__Document text__:
I really like articles that take big swings. When I read a good one, and Michael C. Duff’s Reverberations of Magna Carta falls into that category, it teaches me something, reveals assumptions that I didn’t know I held, and points the way to new ways of thinking. Reverberations takes as its starting point the fact that state workers’ compensation systems are covering a dwindling share of the costs of work-related illness and injuries. A U.S. Department of Labor study puts the percentage at only 21%, while workers themselves, their families, private insurance, and taxpayer-funded Medicare, Medicaid and Social Security programs are covering the rest. Duff casts this remedial deprivation as a constitutional problem.
Duff roots his argument in the original “Grand Bargain” that produced the workers’ compensation system, where workers give up their right to sue in tort in exchange for a workers’ compensation remedy. He contends that states’ chipping away of workers’ compensation protection through caps, time-limits, and procedural barriers effectively strips workers of the remedies they are due in exchange for the common law rights they relinquished. In Duff’s view, those common law rights are protected from state interference under the Ninth Amendment, which recognizes unenumerated rights “retained by the people,” and Section 1 of the Fourteenth Amendment, which safeguards the “privileges and immunities of citizens of the United States” against state interference.

__Data supplied__:
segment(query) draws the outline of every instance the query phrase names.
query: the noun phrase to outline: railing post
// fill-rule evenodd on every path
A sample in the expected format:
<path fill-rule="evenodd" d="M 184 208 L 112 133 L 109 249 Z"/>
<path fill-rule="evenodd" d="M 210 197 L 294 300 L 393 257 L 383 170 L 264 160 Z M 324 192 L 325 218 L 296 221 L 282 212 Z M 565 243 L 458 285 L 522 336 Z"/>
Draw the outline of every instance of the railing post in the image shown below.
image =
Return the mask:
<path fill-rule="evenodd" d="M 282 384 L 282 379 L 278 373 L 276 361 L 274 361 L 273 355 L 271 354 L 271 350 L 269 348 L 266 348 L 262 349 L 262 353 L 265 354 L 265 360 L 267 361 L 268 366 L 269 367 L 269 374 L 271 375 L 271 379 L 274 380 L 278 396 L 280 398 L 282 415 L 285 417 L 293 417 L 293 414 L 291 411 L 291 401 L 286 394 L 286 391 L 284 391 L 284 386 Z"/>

--

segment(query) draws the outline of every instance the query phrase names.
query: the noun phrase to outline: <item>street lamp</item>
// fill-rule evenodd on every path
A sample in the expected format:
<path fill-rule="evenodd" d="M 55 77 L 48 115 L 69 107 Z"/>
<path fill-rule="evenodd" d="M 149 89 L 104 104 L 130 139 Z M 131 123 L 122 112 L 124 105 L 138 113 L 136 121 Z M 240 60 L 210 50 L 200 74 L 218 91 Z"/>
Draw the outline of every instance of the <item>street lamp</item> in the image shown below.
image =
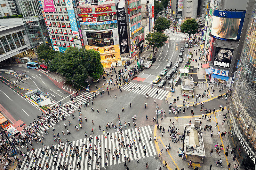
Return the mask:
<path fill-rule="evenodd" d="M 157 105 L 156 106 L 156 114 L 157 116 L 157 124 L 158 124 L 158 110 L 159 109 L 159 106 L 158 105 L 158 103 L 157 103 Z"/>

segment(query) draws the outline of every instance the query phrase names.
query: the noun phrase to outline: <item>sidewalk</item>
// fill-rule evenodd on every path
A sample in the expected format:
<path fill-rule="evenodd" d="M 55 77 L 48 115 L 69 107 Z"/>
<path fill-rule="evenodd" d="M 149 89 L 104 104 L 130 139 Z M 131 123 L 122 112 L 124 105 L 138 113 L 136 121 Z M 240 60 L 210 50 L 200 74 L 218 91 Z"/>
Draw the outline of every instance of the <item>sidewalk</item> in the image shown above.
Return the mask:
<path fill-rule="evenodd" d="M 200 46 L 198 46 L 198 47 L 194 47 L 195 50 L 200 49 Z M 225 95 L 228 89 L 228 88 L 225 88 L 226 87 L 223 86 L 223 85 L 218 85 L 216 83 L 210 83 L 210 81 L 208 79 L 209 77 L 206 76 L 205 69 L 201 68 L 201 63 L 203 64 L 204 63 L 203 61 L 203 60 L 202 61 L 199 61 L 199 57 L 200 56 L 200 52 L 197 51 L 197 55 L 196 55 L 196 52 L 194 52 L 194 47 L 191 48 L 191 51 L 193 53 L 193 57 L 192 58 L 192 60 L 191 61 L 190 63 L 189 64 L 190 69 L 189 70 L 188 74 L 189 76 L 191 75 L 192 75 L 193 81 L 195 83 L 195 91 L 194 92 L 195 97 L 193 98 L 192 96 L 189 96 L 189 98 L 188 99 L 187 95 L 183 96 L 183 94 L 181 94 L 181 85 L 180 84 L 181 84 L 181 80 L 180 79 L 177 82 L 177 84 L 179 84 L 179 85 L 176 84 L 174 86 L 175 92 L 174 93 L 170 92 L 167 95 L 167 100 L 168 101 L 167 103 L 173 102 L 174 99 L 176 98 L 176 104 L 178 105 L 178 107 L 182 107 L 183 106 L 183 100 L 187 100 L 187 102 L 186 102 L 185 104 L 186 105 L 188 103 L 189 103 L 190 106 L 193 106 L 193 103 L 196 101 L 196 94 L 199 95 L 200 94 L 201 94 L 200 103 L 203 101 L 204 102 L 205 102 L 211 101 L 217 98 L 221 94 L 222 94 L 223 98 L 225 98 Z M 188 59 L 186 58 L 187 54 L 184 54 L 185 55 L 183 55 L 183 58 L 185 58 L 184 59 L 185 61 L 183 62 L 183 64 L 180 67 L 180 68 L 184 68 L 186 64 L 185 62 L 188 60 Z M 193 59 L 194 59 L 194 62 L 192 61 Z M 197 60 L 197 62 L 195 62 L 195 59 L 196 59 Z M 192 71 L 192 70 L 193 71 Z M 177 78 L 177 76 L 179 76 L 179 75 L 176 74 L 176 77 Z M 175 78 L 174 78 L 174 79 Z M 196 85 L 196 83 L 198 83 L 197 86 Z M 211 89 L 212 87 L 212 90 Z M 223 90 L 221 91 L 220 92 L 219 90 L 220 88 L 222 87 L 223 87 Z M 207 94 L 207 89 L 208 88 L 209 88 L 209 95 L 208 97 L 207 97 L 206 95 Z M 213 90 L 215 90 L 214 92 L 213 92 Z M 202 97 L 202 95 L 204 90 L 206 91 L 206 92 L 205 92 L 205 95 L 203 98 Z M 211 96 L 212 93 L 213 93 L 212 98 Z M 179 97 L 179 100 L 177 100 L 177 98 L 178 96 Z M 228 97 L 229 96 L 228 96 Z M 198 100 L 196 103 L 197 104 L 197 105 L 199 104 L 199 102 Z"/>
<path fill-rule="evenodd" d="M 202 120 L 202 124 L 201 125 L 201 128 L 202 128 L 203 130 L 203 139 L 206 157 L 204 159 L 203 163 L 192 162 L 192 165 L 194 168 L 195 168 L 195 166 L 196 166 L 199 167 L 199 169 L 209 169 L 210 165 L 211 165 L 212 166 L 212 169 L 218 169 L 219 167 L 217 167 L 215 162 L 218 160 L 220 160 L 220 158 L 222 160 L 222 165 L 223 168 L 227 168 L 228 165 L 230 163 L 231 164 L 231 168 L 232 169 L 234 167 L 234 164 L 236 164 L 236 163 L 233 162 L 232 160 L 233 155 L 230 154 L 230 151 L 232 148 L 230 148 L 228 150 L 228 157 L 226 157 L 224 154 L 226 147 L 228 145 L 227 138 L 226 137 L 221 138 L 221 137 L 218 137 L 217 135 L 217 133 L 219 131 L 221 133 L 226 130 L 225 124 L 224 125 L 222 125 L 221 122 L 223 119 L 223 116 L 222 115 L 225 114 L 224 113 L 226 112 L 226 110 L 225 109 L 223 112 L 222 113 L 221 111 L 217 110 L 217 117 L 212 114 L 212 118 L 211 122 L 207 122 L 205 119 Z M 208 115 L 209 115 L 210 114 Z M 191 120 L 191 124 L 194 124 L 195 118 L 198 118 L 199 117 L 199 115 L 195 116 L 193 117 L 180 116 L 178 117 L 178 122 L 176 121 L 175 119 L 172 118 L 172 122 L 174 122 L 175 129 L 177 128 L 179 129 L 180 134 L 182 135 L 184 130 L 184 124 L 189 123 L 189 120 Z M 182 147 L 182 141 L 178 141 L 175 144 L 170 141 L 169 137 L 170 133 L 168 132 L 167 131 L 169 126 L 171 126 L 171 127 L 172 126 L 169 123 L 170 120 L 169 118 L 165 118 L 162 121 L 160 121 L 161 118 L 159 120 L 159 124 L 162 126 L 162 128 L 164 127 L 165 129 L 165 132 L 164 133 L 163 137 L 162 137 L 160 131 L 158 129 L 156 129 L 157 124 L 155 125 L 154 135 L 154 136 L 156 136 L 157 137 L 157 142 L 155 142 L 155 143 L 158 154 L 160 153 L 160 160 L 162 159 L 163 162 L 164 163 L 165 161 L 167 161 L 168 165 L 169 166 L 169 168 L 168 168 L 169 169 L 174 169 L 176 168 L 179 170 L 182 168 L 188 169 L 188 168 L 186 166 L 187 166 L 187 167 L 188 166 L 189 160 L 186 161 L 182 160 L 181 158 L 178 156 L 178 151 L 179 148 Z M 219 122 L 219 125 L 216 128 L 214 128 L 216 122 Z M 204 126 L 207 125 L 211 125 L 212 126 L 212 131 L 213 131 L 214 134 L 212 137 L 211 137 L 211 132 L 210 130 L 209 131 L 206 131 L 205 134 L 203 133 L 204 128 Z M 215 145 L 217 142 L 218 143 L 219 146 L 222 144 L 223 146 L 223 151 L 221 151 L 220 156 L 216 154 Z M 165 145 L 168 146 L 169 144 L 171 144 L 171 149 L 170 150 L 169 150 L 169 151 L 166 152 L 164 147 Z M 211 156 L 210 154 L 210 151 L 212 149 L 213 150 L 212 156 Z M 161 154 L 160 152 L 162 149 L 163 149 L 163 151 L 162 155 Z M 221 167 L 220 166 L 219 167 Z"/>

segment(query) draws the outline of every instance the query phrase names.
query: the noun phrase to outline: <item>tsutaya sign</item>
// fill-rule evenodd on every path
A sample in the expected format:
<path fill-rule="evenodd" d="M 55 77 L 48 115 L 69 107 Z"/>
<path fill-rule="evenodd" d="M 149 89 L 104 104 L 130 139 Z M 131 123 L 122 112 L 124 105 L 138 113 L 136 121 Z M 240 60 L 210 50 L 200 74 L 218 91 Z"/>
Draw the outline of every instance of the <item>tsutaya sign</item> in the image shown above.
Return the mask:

--

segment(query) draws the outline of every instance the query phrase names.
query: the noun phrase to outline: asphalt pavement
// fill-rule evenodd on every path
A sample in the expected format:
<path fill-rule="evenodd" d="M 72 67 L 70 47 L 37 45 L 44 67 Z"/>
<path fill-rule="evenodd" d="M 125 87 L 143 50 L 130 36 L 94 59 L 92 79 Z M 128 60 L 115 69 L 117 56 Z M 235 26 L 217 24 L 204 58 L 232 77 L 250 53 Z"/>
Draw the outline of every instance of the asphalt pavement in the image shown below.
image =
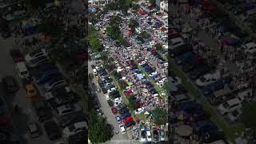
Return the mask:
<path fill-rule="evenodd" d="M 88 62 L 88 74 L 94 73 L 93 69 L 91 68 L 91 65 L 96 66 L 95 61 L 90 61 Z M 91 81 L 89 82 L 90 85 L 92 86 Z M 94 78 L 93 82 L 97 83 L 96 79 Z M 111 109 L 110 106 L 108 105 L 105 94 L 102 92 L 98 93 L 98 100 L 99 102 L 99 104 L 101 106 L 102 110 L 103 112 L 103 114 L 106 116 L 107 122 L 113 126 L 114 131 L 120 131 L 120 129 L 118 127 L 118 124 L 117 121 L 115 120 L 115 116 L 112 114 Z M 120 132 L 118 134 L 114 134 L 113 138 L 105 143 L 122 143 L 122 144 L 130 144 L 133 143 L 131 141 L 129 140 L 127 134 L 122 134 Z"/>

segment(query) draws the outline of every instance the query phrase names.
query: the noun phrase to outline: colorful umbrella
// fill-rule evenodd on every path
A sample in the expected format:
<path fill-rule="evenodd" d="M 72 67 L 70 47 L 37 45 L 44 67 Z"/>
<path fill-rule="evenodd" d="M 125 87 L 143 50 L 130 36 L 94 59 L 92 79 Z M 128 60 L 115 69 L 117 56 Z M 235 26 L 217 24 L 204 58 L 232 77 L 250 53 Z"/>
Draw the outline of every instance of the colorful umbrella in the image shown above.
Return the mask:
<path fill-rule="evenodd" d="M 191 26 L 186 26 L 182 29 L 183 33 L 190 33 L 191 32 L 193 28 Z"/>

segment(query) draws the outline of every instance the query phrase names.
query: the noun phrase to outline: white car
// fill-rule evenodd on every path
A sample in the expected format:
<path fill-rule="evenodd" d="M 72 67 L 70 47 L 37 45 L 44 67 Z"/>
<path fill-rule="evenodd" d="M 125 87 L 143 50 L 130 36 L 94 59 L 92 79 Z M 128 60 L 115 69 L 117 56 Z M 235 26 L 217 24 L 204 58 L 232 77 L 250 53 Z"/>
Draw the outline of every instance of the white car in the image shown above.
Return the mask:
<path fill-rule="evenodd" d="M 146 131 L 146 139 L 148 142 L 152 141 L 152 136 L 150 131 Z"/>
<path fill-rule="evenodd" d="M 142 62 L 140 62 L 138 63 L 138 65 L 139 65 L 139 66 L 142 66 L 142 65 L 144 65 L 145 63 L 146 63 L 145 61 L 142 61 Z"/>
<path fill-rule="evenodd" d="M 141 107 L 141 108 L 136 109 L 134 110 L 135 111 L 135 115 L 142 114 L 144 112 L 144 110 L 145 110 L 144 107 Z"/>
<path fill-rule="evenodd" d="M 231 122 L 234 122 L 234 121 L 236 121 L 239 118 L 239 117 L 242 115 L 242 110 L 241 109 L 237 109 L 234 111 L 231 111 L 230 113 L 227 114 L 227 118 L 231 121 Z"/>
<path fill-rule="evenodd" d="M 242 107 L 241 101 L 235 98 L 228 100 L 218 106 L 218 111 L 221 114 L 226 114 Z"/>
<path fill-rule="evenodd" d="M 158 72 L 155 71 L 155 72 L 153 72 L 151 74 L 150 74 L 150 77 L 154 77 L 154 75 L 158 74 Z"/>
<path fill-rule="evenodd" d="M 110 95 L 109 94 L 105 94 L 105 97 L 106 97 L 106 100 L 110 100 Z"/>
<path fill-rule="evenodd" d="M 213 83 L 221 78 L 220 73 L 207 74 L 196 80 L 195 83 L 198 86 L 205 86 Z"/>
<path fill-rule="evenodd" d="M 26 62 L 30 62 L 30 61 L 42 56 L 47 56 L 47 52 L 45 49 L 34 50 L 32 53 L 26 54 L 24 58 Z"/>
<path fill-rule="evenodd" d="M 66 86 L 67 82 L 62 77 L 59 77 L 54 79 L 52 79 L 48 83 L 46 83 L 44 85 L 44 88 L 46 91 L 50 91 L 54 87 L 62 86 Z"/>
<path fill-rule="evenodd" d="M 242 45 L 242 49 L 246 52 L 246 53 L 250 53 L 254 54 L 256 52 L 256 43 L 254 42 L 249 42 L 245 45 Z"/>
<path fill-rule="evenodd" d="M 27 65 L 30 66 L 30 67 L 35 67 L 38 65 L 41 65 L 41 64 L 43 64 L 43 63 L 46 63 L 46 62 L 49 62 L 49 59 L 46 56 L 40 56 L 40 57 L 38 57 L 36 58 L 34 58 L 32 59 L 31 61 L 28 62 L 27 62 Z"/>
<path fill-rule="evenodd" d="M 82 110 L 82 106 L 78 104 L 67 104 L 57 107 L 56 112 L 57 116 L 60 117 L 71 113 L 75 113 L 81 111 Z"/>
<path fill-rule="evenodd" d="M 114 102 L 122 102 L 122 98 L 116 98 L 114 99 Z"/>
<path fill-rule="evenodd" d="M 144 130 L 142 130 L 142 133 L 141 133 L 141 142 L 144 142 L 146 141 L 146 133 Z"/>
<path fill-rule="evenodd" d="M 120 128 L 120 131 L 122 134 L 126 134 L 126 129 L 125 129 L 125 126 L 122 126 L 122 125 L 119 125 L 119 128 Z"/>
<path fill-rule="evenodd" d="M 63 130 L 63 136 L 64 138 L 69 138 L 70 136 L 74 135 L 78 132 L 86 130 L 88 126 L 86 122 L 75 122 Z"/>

__Work request__: Quote the text on Duff's article, beginning at the words that contain "Duff roots his" and ending after "against state interference.". The listing has no role here and can be ignored.

__Result of this task__:
Duff roots his argument in the original “Grand Bargain” that produced the workers’ compensation system, where workers give up their right to sue in tort in exchange for a workers’ compensation remedy. He contends that states’ chipping away of workers’ compensation protection through caps, time-limits, and procedural barriers effectively strips workers of the remedies they are due in exchange for the common law rights they relinquished. In Duff’s view, those common law rights are protected from state interference under the Ninth Amendment, which recognizes unenumerated rights “retained by the people,” and Section 1 of the Fourteenth Amendment, which safeguards the “privileges and immunities of citizens of the United States” against state interference.